RECORDS FOR PROCESSING »
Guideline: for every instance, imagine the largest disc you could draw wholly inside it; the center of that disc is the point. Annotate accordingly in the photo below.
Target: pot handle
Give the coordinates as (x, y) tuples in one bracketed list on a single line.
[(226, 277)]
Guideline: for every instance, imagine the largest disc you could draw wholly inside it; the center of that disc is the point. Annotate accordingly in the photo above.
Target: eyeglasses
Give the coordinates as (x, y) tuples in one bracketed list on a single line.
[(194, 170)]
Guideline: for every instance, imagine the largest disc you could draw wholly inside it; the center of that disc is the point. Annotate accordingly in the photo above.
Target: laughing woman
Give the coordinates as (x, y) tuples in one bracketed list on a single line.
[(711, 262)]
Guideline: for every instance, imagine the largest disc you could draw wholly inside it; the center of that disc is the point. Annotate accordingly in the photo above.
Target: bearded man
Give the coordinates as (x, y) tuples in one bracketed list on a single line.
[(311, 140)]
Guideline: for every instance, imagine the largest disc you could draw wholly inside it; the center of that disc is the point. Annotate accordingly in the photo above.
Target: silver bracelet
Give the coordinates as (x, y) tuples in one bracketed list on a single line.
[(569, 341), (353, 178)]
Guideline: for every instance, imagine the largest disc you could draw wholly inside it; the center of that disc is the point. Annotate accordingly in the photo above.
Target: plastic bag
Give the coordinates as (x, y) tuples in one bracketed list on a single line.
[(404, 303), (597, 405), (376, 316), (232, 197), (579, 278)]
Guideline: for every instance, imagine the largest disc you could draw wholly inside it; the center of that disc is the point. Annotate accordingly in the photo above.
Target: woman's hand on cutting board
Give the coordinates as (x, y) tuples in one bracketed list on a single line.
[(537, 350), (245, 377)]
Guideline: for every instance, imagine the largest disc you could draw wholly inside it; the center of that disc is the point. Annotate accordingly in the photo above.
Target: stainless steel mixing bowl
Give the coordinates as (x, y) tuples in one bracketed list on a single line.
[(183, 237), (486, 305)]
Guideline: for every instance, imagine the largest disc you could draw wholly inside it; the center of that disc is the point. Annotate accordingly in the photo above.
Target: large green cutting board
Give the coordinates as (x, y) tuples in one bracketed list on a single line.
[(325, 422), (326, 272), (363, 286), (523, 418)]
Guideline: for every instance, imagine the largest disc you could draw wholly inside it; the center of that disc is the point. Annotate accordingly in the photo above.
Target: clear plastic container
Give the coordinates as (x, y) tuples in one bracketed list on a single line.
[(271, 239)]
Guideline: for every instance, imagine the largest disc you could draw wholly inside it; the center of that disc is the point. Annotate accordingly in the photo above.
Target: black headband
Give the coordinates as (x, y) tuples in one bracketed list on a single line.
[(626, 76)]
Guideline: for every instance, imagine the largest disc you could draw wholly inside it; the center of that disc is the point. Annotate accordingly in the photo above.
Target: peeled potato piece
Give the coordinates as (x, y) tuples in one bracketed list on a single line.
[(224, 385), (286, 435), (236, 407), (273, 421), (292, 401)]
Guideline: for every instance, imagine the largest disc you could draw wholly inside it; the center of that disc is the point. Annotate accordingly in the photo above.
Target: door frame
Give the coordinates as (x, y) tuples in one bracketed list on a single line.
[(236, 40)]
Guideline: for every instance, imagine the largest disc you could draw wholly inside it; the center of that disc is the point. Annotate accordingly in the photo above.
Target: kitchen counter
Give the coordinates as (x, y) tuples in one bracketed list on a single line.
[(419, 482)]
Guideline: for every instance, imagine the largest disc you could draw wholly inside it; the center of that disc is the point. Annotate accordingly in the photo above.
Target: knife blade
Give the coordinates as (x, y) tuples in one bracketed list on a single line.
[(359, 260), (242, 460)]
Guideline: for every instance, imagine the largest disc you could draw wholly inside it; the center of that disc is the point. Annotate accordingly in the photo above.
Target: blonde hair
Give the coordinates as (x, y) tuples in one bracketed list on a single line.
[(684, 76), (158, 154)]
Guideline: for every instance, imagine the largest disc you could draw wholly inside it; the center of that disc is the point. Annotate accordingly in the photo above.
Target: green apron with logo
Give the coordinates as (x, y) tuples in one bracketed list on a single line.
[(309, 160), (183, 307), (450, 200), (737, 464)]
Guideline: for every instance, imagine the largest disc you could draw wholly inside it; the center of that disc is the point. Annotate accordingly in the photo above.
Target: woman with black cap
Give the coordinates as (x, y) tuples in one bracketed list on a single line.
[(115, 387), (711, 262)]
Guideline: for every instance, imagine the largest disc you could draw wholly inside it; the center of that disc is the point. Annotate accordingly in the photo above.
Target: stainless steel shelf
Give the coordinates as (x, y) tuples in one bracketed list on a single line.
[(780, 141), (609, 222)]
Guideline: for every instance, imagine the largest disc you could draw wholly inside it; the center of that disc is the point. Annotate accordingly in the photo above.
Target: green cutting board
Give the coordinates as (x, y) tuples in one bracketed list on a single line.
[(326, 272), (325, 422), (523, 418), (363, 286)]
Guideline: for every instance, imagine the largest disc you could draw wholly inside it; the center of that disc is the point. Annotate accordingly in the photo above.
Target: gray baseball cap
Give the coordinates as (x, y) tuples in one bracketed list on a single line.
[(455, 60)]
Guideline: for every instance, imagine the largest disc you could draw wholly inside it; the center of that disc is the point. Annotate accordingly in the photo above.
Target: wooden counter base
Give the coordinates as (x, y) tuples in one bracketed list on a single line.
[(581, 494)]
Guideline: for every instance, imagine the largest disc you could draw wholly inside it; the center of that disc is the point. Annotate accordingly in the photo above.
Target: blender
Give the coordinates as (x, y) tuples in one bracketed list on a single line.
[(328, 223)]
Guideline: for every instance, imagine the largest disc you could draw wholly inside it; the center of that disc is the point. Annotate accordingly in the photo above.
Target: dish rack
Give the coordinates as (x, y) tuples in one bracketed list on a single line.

JOB » Set out every line of the rows above as a numbered list, and skip any blank lines.

ANSWER »
1. Guideline: for every instance, imagine the largest disc you could draw wholly inside it; the center of that disc is the point. Annotate accordingly in the photo below.
2. Target: pot handle
3. Give the coordinates as (x, y) tuples in one bracketed list on a single line.
4. [(226, 277)]
5. Guideline: for every instance, imagine the largest disc you could draw wholly inside it; the center of that disc is the point. Annotate accordingly in the photo above.
6. Target: eyeglasses
7. Give the coordinates as (x, y) tuples in one bracketed list on a single line.
8. [(194, 170)]
9. Guideline: for every instance, imagine the largest disc you could draw wholly inside it; the center of that disc is the point. Annotate accordingly in the photo above.
10. Target: laughing woman
11. Give the coordinates as (x, y) tuples in one bracketed list on a single line.
12. [(711, 262)]
13. Guideline: for every instance, imagine the largest disc you could draw wholly inside it; the center of that disc is the point. Annotate accordingly in the photo above.
14. Target: bearded man
15. Give the coordinates as (x, y) tuples in one bracketed list on a single line.
16. [(311, 140)]
17. Guideline: for every instance, imagine the largest disc you could draw wholly inside it; the center of that disc is the point. Annotate accordingly in the photo above.
18. Target: silver bracelet
19. Give the coordinates as (x, y) tuples in one bracketed list on a single line.
20. [(569, 341), (353, 178)]
21. Guideline: for every instance, imagine the largest disc you could draw wholly inside it; the center of that disc is the point. Annotate accordingly in the photo above.
22. Target: plastic bag
23. Give the coordinates as (x, y) tuples in one bracketed list on a single line.
24. [(404, 303), (597, 405), (376, 316), (232, 197), (579, 278)]
25. Guideline: for every instance, imagine the largest disc you could draw wholly inside it; the center of that disc is the point. Annotate accordingly in the photo above.
26. Target: woman's hand on cutting board
27. Give the coordinates as (x, y) tuples in one bracketed list on a single line.
28. [(537, 350), (245, 377)]
29. Guideline: for every instance, imagine the largest disc you could draw wholly inside it; the center of that disc is the point. Annotate accordingly in the photo above.
30. Target: stainless steel mixing bowl
31. Give the coordinates as (x, y) tuples in one bracketed list on a single line.
32. [(183, 237), (486, 305)]
33. Guideline: for every instance, imagine the largest disc you could draw wholly inside it; the center of that disc is the point. Annotate accordingly in the photo above.
34. Target: large green cutting board
35. Give the coordinates as (x, y) tuples in one bracketed list on a single line.
36. [(325, 422), (326, 272), (363, 286), (523, 418)]
37. Guideline: for every instance, imagine the largest disc you could draw wholly inside it; the center of that disc is the point. Annotate accordingly in the photo above.
38. Target: clear plastic container
39. Give the coordinates as (x, y) tuples in one bracketed list on a single line.
40. [(271, 239)]
41. Guideline: for every instance, imagine the largest disc you could draw wholly inside it; the center of that disc is the point. Annotate accordingly in the photo above.
42. Target: black headband
43. Give the coordinates as (x, y) tuples in one bracketed list on a single line.
44. [(626, 76)]
45. Guideline: for every instance, imagine the largest disc you could draw wholly inside it; the center of that disc is the point. Annotate accordingly in the photo above.
46. Target: peeled potato piece
47. Give the coordinates as (x, y) tuples in one bracketed list on a single line.
48. [(224, 385), (286, 435), (236, 407), (273, 421), (292, 401)]
49. Guideline: for every instance, imagine the largest disc you could draw wholly inside it; the center of that disc is the point. Annotate accordingly in the photo above.
50. Target: door frame
51. Give the coordinates as (x, y) tuples in one bracketed list on a single line.
52. [(236, 40)]
53. Guideline: for every instance, imagine the largest disc you could draw wholly inside it; the center of that disc is the point. Annotate accordingly in the photo above.
54. Target: kitchen counter
55. Give the coordinates as (x, y) tuples in one bracketed list on a single line.
56. [(419, 482)]
57. Guideline: for every instance, imagine the largest disc you could draw wholly inside it; the center of that disc is the point. Annotate accordingly in the photo above.
58. Target: knife blade
59. Give the coordinates as (x, y) tuples in one bracketed list on a single line.
60. [(359, 260), (242, 460)]
61. Guideline: for every instance, imagine the largest disc you could draw wholly inside it; the center of that disc is the point. Annotate accordingly in the photo above.
62. Target: blonde hair
63. Give the coordinates as (x, y) tuples in one bracketed list on a single line.
64. [(684, 76), (158, 154)]
65. Guideline: for every instance, imagine the largest disc you could draw wholly inside it; the center of that disc is the point. Annotate accordingly in the photo above.
66. Target: green apron with logo
67. Give the coordinates as (x, y) tuples in one bracketed list on a single line.
68. [(309, 160), (183, 307), (450, 200), (737, 464)]
69. Guideline: for every instance, imagine the largest disc you could draw wholly inside it; the center of that disc is the point. Annotate accordingly in the photo above.
70. Target: woman with black cap
71. Give the coordinates as (x, y) tuples in one bracketed list on a single line.
72. [(115, 387), (711, 262)]
73. Guideline: for every instance, imagine the largest disc you could draw wholly inside it; the center of that disc is the point. Annotate accordingly in the photo above.
74. Target: stainless steel shelf
75. Give the coordinates as (x, y) tuples in one bracketed list on a single line.
76. [(780, 141), (609, 222)]
77. Guideline: for every instance, imagine the largest disc you could draw wholly inside it; the center of that disc is the point. Annotate accordingly in the photo above.
78. Target: green cutting board
79. Give the coordinates as (x, y) tuples in one bracketed list on a single line.
80. [(326, 272), (325, 422), (523, 418), (363, 286)]
81. Guideline: for every instance, imagine the largest disc you could draw wholly inside it; the center of that disc is the point. Annotate accordingly in the photo above.
82. Target: gray baseball cap
83. Give the coordinates as (x, y) tuples in one bracketed list on a single line.
84. [(455, 60)]
85. Guideline: for every instance, imagine the largest disc you could draw wholly inside it; the center of that disc is the point. Annotate accordingly in the photo above.
86. Target: wooden counter base
87. Give the coordinates as (x, y) tuples in one bracketed list on a single line.
88. [(581, 494)]
89. Guideline: for every instance, imagine the largest disc you could draw wholly inside it; the center of that disc is the point. Annotate accordingly in the photo above.
90. Target: blender
91. Give the coordinates as (x, y) tuples in one bracketed list on a single line.
92. [(328, 223)]
93. Guideline: for every instance, imagine the largest disc you could draw wholly inside it; the center of that disc is the point. Annotate accordingly in the photo above.
94. Target: dish rack
95. Give the coordinates as (x, y) tuples in one bracketed list on a single line.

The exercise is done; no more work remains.